● **Your objective**
In two sentences, summarize the text on seasonal depression below.

Start of Excerpt to read

In order for the condition to be diagnosed, it has to meet the criteria for clinical depression – low mood, lack of ability to enjoy anything, difficulty concentrating, no appetite, changed sleep patterns, or loss of interest in hobbies. Several of these symptoms have to be occurring at the same time for at least two weeks during the winter months, Dr. Erik Nelson, psychiatrist at the University of Cincinnati Gardner Neuroscience Institute’s Mood Disorders Center, says.
The signs would also have to be significant enough to affect your functioning on a daily basis and really hold you back. “Most people don’t seek treatment because they know the symptoms would go away in a few weeks and they will feel better,” Dr. Nelson says. Having suicidal thoughts is automatically a reason to seek help.
There is no guaranteed way to prevent SAD. Big risk factors include living in a northern climate, he adds. Typically, the further one is from the equator, the more at risk they are for seasonal depression, according to Mental Health America.
About half a million people in the U.S. are affected between September and April, peaking in December, January and February. Three out of four patients are women.
It’s always good to check with your primary care physician or with a specialist if you suspect you have the SAD, Dr. Nelson says. “It’s a debilitating condition that puts you at risk of more serious mental illnesses.” It could be bipolar disorder, but it could also be a thyroid problem. It’s better to be safe than sorry.

End of Excerpt to read
Start of Material supplied

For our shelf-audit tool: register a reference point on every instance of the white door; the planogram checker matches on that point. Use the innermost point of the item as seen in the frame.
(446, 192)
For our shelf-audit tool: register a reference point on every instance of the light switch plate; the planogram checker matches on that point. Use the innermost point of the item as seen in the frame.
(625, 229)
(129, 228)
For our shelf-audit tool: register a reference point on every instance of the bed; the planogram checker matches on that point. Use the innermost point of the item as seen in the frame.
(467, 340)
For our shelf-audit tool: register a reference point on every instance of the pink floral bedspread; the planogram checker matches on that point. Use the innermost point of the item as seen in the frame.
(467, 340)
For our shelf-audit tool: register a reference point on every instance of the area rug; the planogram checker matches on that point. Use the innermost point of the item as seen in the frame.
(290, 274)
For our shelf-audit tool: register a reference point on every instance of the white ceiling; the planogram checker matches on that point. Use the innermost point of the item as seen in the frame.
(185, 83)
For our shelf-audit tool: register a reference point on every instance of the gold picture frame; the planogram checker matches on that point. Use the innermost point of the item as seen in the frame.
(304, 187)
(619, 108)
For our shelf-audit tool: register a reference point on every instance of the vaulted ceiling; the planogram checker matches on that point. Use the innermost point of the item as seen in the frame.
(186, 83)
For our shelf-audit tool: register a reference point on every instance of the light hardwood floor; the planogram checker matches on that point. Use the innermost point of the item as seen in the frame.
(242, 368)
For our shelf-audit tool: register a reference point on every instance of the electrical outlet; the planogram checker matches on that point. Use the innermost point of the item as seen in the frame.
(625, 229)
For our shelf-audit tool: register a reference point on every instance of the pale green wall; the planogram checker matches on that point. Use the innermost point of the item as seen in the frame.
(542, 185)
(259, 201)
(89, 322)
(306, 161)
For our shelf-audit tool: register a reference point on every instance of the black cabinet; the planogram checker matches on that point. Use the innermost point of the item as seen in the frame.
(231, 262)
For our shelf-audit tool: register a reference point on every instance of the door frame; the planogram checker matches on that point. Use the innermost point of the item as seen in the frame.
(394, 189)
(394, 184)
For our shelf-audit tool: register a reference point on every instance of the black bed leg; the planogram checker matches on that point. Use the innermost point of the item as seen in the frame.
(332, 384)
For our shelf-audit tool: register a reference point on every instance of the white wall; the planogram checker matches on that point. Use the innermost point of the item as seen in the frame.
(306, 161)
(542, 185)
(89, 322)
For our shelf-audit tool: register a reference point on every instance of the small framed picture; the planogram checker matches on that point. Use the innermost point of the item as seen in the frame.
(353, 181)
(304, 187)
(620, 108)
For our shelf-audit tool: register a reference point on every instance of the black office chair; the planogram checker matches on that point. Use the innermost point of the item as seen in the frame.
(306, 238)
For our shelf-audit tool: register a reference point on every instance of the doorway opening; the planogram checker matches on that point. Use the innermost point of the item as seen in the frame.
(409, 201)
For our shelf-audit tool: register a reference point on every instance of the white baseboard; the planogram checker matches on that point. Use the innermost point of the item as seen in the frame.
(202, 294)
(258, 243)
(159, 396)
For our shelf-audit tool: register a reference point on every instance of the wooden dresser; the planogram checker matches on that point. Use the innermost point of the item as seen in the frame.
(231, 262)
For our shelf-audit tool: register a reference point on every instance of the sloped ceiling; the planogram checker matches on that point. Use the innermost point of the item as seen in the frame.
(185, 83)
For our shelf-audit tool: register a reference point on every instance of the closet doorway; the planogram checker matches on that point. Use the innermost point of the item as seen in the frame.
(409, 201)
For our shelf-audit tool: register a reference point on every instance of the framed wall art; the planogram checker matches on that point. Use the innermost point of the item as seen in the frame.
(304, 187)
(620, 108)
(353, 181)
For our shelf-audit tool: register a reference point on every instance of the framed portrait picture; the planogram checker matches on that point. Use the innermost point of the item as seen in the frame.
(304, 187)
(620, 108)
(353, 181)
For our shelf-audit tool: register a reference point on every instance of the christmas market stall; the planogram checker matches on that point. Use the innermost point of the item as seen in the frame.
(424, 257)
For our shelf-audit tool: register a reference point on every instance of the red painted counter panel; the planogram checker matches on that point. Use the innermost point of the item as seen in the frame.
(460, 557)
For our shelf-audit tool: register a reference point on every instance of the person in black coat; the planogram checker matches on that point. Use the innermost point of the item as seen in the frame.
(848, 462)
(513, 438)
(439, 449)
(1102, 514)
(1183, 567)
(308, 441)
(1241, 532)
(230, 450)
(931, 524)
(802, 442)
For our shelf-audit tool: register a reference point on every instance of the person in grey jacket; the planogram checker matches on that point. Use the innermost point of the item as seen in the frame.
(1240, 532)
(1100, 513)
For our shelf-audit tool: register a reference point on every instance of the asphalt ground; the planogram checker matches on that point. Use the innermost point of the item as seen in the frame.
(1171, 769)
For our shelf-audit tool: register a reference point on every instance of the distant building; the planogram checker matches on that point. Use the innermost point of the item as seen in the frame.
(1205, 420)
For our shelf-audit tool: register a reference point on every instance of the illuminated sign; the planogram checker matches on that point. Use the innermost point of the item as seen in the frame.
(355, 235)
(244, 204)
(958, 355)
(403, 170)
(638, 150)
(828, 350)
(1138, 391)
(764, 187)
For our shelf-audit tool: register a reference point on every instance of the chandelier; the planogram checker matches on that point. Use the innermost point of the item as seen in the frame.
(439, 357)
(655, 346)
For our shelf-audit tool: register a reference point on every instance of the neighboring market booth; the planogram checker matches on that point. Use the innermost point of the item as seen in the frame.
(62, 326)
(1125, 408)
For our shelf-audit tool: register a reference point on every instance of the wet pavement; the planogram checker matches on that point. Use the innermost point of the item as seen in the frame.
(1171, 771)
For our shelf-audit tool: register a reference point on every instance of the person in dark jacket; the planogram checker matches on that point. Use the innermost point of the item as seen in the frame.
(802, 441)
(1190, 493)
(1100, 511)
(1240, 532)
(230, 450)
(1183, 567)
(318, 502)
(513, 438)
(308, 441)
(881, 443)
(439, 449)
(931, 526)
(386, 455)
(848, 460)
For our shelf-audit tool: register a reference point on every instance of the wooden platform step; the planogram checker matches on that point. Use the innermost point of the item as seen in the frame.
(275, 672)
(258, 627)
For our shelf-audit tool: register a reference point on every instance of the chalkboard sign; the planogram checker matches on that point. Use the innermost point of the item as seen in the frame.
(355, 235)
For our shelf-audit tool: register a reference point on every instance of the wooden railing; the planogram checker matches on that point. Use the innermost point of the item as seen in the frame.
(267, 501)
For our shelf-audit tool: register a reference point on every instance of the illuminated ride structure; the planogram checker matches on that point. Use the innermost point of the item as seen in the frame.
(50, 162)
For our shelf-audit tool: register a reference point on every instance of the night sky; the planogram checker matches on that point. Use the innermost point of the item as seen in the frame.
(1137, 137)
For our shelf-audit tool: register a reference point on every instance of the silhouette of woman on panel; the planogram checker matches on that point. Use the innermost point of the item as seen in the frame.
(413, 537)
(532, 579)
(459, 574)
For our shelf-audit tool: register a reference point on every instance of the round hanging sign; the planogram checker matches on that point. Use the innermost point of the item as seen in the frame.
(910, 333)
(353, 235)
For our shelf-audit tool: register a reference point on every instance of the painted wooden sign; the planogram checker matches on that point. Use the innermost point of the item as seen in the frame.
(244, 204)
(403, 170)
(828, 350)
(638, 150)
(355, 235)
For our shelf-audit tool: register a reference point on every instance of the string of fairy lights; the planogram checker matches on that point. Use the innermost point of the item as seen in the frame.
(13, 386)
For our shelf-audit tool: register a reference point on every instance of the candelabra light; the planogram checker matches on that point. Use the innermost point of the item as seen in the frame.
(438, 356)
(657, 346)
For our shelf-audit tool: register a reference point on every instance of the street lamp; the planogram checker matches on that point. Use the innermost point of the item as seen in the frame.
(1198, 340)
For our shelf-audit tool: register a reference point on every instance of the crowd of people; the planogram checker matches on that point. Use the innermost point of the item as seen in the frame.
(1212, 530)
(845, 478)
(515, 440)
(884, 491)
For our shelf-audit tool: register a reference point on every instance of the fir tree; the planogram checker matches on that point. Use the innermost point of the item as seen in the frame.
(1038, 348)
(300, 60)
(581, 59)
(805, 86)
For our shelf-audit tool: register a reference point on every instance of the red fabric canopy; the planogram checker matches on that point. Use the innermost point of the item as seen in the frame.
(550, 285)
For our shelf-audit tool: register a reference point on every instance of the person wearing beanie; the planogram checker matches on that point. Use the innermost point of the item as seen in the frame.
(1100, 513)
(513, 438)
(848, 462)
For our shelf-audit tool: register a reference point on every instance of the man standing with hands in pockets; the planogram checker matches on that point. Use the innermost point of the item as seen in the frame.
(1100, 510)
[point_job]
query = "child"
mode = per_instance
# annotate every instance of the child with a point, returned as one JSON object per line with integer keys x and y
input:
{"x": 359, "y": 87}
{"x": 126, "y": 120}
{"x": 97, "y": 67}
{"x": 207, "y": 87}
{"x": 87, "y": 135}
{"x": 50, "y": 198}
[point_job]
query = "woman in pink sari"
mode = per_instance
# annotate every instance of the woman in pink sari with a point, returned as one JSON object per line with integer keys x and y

End of Material supplied

● **Answer box**
Seasonal depression is diagnosed when several symptoms of clinical depression, such as low mood, poor concentration, or changed sleep, occur together for at least two weeks during the winter months and significantly affect daily functioning. Living farther from the equator raises the risk, about half a million people in the U.S. are affected (three out of four of them women), and Dr. Nelson advises seeing a physician if you suspect the condition, since it could be bipolar disorder or a thyroid problem.